### OBJETIVO DECLARADO 1
De acordo com o trecho sobre o veleiro MorGazek, quantas unidades do Swan 48 foram construídas e ao longo de quantos anos de produção?
### OBJETIVO DECLARADO 2
Com base no trecho sobre o veleiro MorGazek, explique, por favor, por que correr regatas não era o objetivo principal do barco.

### TRECHO SELECIONADO
════════════════════
Basta reparar no estilo elegante do casco e na requintada simplicidade do deque, impecavelmente revestido de madeira teca e livre de qualquer degrau ou saliência.
O que faz de cada um deles um veleiro especial é sua extraordinária combinação de beleza, performance e tecnologia de ponta.
Tudo isso embalado por um desenho clássico que não envelhece– resume o capitão Mich D’Ippolito.
Foto: Aline Bassi / Balaio / Reprodução
Ao todo, foram construídas 46 unidades do Swan 48, durante cinco anos de produção.
Correr regatas não era o objetivo principal do MorGazek: como qualquer Swan, ele nasceu para ser um veleiro de cruzeiro familiar, perfeito para grandes travessias, com total segurança e conforto.
Mas, uma vez dentro de uma competição, desliza galhardamente.
“Com ventos fortes, não tem pra ninguém. Ele gosta de pancadaria. Começa a se divertir com 15 ou 18 nós”, revela Mich, que, é claro, está dentro da Copa Mitsubishi 2024, na Classe RGS Clássicos — já com um terceiro lugar garantido na 1ª etapa — , a bordo daquele que é considerado uma obra de arte da engenharia naval.
════════════════════
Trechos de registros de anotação
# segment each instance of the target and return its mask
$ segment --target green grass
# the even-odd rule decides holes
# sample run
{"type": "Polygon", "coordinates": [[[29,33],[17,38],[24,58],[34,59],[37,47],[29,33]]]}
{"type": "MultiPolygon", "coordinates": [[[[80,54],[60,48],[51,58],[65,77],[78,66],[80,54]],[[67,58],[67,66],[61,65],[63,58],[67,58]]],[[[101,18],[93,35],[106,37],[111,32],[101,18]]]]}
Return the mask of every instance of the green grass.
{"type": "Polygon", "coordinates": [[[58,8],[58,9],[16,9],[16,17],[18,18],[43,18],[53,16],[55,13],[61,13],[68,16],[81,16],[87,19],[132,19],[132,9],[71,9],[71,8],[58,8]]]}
════════════════════
### RESPOSTA FINAL 1
Foram construídas 46 unidades do Swan 48, durante cinco anos de produção.

### RESPOSTA FINAL 2
Porque, como qualquer Swan, o MorGazek nasceu para ser um veleiro de cruzeiro familiar, perfeito para grandes travessias, com total segurança e conforto.